== MATERIAL ==

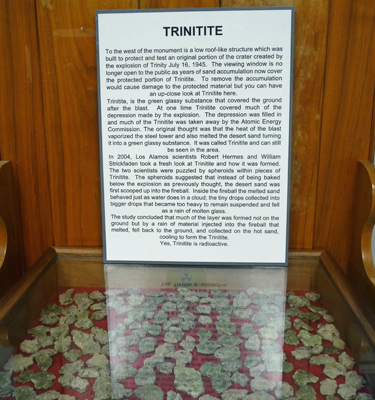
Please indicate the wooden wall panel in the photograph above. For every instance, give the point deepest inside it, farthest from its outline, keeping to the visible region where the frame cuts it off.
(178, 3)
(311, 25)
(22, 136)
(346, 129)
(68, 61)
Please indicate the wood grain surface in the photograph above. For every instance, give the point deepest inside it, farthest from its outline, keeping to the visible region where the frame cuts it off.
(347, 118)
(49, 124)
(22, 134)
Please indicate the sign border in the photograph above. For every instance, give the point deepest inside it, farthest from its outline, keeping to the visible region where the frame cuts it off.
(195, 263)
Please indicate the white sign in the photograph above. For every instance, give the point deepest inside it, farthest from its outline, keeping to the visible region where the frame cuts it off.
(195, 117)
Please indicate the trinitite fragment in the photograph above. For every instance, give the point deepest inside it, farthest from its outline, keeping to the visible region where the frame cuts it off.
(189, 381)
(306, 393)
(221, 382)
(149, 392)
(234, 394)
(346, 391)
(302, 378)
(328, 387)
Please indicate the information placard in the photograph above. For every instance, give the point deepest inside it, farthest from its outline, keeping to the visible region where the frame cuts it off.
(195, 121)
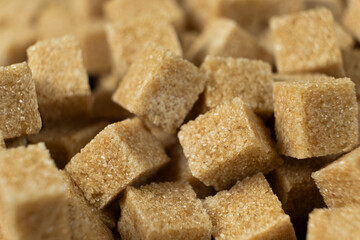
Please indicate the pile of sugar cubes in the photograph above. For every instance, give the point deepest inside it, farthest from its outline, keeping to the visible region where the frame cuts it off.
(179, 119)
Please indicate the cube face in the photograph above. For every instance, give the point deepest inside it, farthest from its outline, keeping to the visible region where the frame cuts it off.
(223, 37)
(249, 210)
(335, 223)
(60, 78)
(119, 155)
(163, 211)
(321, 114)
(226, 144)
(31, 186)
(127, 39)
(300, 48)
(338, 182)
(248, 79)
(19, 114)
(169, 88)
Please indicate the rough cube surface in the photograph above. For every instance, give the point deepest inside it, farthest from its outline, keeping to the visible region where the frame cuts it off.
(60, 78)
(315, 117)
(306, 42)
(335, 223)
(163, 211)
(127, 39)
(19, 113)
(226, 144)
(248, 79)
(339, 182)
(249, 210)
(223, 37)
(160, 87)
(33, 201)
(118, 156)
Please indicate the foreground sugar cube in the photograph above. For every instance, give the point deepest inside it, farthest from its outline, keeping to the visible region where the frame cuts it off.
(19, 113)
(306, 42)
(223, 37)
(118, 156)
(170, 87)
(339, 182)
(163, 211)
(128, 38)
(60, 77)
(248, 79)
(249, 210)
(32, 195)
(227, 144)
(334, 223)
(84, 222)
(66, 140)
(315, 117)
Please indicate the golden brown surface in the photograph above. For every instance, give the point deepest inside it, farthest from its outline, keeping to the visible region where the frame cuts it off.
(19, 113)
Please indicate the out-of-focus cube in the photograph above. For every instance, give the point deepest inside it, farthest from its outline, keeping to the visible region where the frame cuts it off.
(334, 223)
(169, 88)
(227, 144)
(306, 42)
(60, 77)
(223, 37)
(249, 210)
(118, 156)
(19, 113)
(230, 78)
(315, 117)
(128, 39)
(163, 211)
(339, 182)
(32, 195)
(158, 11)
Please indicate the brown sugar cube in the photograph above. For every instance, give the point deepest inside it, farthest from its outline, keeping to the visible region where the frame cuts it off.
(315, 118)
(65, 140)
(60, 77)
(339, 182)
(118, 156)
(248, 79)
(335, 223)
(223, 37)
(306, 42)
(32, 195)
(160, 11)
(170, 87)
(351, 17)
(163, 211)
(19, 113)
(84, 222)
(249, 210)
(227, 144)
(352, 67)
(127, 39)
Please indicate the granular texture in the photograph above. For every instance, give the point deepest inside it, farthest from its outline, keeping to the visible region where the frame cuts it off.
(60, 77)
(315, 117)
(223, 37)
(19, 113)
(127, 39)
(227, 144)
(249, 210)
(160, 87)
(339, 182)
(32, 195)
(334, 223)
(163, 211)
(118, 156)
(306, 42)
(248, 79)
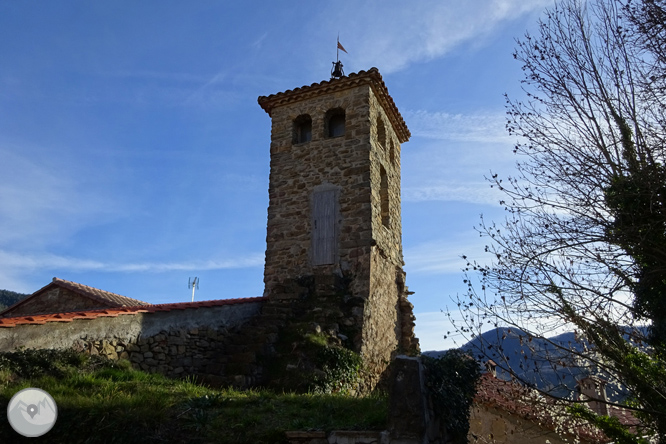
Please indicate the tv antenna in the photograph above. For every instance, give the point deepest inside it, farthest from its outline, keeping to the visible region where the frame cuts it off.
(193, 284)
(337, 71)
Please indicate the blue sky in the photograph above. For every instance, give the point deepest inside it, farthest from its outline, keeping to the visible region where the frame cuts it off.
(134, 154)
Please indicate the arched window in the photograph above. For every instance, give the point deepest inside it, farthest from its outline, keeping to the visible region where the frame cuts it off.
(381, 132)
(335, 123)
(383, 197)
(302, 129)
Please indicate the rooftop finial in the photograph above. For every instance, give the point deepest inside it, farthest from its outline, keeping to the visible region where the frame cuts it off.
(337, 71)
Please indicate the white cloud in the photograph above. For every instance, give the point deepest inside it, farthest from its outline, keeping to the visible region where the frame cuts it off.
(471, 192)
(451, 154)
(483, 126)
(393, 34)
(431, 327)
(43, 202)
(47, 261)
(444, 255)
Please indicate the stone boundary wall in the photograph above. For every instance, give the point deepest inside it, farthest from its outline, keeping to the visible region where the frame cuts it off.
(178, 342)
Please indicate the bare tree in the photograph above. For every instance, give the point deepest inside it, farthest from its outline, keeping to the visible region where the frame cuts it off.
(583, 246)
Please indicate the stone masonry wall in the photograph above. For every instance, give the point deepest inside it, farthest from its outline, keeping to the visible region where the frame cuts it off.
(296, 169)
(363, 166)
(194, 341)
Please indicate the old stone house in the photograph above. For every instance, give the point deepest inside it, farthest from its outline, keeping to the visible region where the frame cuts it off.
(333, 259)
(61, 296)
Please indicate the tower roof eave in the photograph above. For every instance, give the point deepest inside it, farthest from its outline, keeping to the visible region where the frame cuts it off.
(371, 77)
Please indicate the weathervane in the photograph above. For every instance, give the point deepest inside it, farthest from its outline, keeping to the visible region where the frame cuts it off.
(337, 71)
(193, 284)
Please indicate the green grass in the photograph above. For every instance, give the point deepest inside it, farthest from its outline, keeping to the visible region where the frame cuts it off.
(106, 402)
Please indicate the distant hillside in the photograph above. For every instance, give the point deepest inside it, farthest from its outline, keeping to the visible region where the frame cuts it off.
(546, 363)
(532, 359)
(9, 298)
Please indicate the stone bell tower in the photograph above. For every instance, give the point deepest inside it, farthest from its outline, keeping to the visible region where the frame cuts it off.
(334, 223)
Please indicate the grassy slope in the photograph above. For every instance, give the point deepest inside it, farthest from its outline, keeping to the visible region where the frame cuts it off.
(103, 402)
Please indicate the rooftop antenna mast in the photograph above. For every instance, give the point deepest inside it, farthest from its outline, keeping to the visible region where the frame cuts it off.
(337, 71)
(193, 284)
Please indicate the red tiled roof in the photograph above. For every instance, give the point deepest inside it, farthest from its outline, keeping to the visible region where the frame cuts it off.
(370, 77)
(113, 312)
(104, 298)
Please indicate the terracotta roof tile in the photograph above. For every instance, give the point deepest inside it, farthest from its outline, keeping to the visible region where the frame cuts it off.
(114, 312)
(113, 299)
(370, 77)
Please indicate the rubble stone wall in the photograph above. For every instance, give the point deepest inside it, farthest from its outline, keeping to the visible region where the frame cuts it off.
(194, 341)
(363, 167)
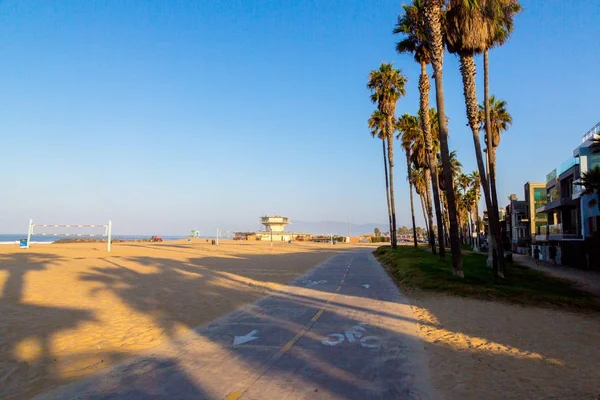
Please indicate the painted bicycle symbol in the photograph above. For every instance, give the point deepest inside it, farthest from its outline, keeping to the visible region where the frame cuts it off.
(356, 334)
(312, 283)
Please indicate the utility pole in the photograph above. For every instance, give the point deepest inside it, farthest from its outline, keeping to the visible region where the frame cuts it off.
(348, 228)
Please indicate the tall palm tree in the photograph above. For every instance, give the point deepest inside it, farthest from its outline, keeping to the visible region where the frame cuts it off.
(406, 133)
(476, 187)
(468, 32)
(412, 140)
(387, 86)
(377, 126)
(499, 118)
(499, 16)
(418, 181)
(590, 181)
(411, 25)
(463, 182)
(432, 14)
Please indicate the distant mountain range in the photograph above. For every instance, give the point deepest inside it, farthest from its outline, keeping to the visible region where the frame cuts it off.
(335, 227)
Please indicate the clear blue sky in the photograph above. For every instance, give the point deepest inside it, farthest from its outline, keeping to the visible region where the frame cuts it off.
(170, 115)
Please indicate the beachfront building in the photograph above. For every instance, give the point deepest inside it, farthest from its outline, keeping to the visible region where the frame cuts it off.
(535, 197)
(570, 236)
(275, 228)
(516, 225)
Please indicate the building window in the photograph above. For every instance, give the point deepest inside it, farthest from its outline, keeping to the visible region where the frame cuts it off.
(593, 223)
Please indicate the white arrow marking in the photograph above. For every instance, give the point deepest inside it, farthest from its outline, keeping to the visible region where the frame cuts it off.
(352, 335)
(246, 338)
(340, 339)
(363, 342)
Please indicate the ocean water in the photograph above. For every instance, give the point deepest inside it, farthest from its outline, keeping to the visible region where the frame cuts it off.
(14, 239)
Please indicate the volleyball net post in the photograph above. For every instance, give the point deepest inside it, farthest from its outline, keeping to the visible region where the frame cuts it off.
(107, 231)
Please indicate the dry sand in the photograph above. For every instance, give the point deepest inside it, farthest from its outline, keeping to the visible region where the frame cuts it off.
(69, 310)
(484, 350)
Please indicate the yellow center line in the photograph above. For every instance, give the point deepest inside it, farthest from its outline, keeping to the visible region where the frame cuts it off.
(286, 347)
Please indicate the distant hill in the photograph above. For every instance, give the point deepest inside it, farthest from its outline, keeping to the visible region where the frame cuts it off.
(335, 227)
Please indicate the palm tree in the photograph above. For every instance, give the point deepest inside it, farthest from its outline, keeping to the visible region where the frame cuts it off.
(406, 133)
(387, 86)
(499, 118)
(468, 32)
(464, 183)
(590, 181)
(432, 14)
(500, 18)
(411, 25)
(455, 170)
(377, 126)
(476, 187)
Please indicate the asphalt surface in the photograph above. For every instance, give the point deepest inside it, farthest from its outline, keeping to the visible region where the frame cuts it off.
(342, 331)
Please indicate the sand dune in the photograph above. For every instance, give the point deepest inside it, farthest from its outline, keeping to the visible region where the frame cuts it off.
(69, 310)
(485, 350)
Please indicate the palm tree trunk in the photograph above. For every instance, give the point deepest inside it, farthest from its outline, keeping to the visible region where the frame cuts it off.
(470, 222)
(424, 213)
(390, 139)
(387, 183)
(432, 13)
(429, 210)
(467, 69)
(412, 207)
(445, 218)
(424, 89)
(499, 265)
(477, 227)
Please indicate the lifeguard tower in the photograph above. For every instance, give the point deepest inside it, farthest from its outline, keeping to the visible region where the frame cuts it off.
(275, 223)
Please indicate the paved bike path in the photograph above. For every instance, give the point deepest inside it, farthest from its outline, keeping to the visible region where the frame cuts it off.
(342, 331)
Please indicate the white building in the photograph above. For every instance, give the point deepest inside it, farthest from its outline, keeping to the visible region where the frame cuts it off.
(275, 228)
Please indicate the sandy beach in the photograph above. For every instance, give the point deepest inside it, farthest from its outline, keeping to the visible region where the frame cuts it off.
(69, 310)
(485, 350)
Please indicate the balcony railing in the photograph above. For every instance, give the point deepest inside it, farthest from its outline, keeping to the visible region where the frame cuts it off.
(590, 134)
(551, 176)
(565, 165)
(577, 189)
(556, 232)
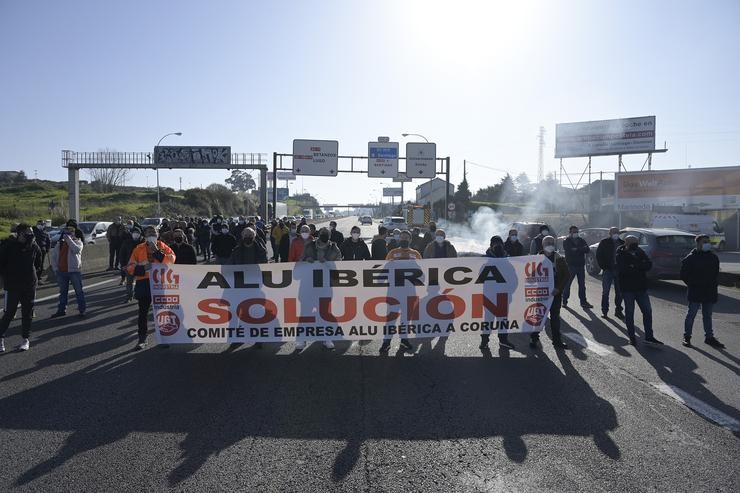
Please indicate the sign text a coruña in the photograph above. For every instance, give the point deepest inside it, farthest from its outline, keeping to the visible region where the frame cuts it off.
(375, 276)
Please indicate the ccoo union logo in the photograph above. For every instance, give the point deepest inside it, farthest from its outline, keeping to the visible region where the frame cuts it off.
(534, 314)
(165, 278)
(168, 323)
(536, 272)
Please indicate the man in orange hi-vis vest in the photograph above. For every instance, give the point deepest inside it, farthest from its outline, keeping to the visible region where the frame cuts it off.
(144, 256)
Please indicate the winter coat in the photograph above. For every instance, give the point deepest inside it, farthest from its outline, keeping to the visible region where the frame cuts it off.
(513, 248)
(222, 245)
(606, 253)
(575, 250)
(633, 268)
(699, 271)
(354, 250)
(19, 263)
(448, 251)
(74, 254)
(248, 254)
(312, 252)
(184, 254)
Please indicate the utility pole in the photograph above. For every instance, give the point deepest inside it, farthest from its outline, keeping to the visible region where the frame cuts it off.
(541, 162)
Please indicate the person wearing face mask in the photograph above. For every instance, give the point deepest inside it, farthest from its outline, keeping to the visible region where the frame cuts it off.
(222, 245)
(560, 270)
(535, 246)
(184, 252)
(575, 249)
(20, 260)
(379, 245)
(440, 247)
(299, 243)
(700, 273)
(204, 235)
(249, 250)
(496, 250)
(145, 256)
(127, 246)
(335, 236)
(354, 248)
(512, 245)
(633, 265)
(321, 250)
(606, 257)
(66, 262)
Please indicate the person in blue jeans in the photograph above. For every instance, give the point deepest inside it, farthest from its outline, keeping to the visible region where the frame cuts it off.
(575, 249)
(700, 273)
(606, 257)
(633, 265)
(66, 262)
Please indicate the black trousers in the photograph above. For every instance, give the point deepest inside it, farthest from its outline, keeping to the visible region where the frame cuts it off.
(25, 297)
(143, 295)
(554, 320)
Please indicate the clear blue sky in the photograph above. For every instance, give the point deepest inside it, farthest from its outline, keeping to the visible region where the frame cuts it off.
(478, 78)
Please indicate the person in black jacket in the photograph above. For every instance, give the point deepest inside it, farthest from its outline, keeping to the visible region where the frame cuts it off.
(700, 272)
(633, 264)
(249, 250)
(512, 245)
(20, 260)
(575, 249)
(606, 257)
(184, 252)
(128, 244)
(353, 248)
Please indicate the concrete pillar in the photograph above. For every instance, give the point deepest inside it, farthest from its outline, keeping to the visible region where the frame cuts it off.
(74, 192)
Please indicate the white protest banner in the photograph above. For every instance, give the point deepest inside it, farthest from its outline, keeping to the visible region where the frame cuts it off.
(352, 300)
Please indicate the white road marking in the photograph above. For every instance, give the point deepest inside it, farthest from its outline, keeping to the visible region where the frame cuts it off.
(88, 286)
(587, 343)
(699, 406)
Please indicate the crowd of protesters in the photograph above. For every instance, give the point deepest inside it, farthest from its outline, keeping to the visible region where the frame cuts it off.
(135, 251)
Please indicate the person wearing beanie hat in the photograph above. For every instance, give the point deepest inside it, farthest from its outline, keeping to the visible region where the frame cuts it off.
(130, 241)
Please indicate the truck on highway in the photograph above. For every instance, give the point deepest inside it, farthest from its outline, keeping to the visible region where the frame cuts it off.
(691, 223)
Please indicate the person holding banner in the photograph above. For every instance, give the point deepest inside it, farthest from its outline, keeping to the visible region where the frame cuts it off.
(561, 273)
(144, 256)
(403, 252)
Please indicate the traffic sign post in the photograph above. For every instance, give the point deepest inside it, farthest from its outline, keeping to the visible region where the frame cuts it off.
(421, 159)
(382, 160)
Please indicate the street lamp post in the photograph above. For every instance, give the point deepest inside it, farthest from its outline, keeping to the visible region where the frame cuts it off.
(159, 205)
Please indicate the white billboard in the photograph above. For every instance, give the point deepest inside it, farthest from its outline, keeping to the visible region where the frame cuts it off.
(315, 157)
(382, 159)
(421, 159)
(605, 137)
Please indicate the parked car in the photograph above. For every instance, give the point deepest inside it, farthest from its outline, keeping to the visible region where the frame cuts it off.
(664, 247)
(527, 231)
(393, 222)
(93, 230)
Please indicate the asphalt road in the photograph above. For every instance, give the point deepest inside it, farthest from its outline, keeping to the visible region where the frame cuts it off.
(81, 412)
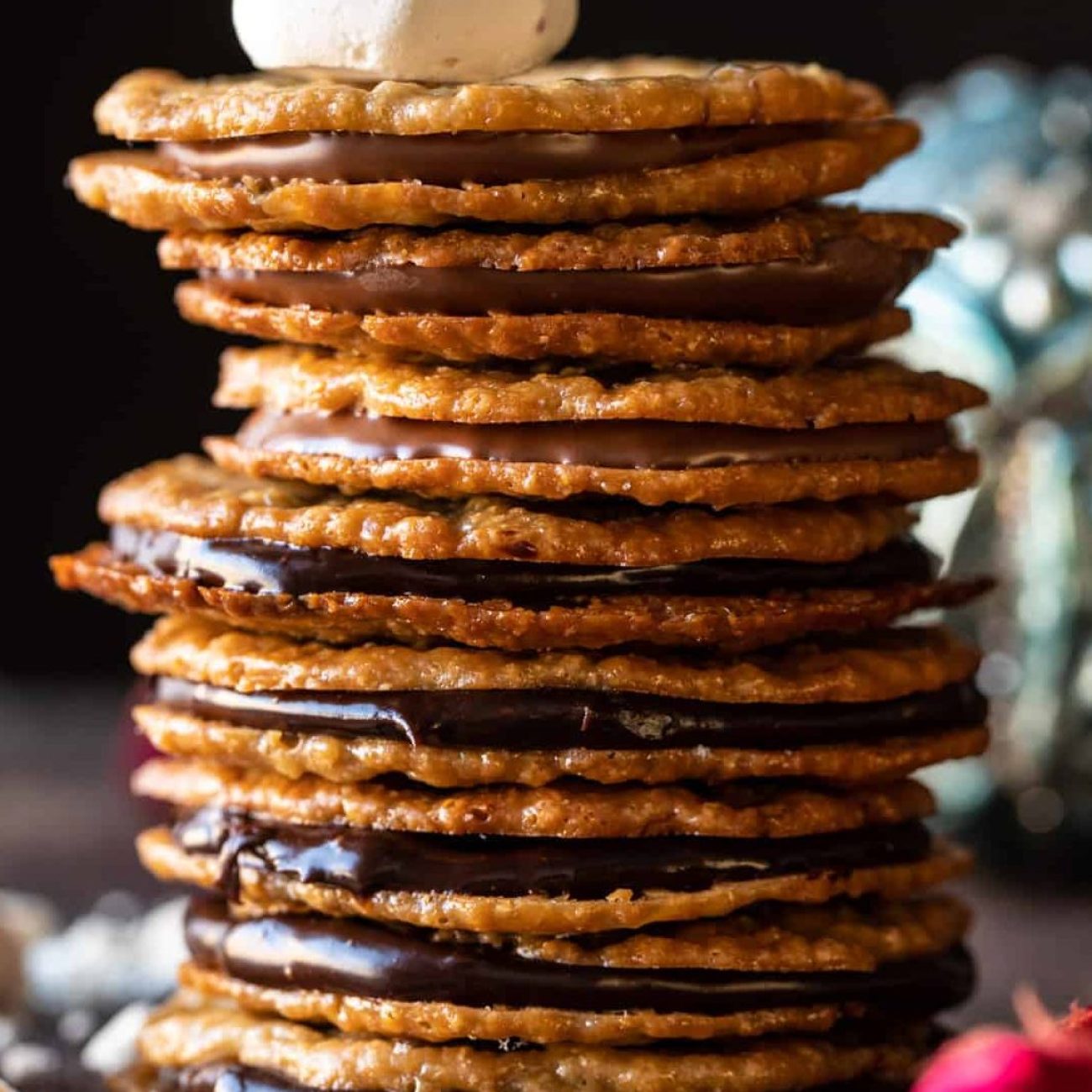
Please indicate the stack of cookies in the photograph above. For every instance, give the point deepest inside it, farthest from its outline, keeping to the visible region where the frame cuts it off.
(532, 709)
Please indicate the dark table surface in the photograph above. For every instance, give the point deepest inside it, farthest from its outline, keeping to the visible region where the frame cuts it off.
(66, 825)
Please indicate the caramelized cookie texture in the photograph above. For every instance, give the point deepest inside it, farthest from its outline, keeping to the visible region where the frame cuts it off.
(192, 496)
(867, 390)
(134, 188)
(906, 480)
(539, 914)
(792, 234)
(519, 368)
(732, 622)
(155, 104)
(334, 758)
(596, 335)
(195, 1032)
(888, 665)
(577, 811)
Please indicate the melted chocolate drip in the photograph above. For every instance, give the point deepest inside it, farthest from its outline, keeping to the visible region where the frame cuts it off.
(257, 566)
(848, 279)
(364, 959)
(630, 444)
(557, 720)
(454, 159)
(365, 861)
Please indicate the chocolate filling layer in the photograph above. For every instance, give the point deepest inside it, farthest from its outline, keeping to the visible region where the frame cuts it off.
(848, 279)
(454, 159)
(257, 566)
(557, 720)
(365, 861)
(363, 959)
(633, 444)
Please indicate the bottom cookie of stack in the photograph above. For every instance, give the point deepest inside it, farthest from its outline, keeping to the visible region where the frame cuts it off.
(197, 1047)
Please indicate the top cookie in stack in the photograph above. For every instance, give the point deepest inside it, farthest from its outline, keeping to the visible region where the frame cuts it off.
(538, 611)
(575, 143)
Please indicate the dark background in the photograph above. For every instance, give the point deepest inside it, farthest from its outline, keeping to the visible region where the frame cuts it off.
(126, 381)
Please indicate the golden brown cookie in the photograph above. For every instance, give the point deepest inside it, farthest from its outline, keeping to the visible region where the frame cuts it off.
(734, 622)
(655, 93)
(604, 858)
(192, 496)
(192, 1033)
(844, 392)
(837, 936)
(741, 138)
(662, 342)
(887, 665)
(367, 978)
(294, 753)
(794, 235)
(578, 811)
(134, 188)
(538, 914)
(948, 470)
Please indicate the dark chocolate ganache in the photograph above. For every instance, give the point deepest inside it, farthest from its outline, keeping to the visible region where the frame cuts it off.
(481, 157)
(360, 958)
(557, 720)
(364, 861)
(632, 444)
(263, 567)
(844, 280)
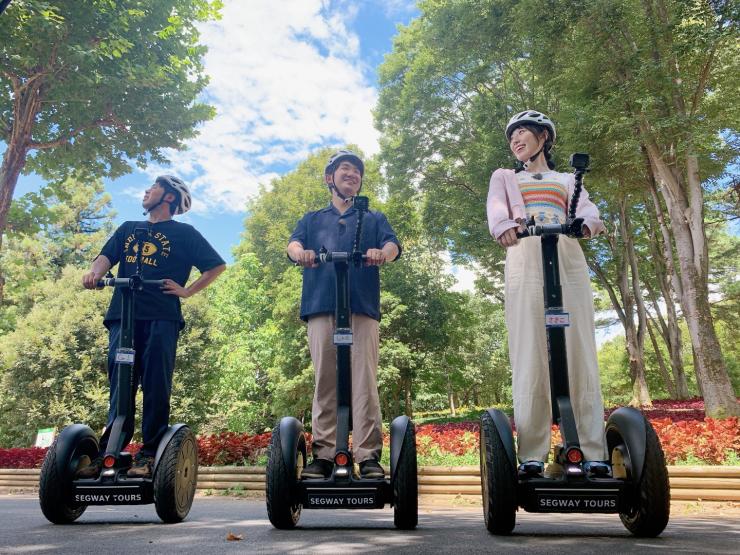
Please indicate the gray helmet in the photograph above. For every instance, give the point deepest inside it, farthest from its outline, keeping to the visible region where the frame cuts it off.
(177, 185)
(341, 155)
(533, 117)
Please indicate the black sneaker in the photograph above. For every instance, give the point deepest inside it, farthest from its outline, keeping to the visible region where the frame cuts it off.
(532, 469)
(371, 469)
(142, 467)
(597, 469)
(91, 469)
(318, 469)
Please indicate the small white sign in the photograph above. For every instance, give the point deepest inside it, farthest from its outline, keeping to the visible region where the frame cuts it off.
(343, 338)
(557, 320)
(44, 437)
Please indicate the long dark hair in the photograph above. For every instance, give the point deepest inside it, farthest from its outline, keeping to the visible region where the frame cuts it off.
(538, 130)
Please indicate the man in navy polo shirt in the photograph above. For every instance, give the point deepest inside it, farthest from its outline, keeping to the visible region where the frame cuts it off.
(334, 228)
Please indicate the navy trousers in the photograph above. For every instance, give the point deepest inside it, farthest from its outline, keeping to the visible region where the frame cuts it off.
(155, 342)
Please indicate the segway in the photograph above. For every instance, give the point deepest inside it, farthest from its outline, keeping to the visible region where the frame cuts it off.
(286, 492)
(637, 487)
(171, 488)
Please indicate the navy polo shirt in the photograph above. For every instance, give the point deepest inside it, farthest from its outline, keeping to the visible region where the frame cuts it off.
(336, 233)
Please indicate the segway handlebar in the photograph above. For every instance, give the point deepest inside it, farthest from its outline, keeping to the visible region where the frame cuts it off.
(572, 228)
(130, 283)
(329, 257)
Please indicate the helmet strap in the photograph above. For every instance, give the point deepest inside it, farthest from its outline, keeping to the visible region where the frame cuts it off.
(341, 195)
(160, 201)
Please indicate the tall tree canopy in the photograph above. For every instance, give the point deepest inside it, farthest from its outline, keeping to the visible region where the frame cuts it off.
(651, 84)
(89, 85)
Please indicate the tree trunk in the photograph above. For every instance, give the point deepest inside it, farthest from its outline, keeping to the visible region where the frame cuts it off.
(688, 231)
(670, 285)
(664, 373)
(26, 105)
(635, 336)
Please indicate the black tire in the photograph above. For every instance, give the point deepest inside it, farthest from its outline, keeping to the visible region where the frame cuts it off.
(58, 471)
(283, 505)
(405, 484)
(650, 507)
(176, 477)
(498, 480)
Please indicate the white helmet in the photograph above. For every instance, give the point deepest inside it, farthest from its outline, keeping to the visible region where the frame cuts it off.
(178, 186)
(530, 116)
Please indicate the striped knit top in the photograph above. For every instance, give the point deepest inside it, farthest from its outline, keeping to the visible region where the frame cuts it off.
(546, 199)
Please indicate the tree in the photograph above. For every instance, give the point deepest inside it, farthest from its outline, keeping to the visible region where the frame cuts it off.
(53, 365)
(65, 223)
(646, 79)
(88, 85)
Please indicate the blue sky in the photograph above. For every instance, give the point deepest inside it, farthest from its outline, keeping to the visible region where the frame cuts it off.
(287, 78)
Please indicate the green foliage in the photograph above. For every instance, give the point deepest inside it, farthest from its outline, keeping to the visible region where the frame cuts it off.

===

▶ _WHAT NEEDS TO BE DONE_
Write out again, exactly, the lines from the one holding "Please indicate the striped" through the end of the listing, with both ends included.

▶ _FINISHED ANSWER_
Please indicate the striped knit top in the photograph above. For every instance, give the point deepest inside it, farthest from its outline, keeping to the visible region where the frame cuts it off.
(546, 199)
Please indicate the tree in the photograph above. For every instance, give the point deepest inside it, farthest from its outline, keeping to the visible region where the frame cuts it off.
(53, 365)
(65, 223)
(646, 79)
(88, 85)
Please indicate the blue sky in the photograph above. For every instance, give the point deepest inside it, farthest from its outline, keeping to the visible region where the frame cuts it off.
(287, 78)
Please indicate the green foliage in the photograph above. For every instance, give the point deepest inside it, farthest from its outline, keeping to the visible region where the frame cuts it off.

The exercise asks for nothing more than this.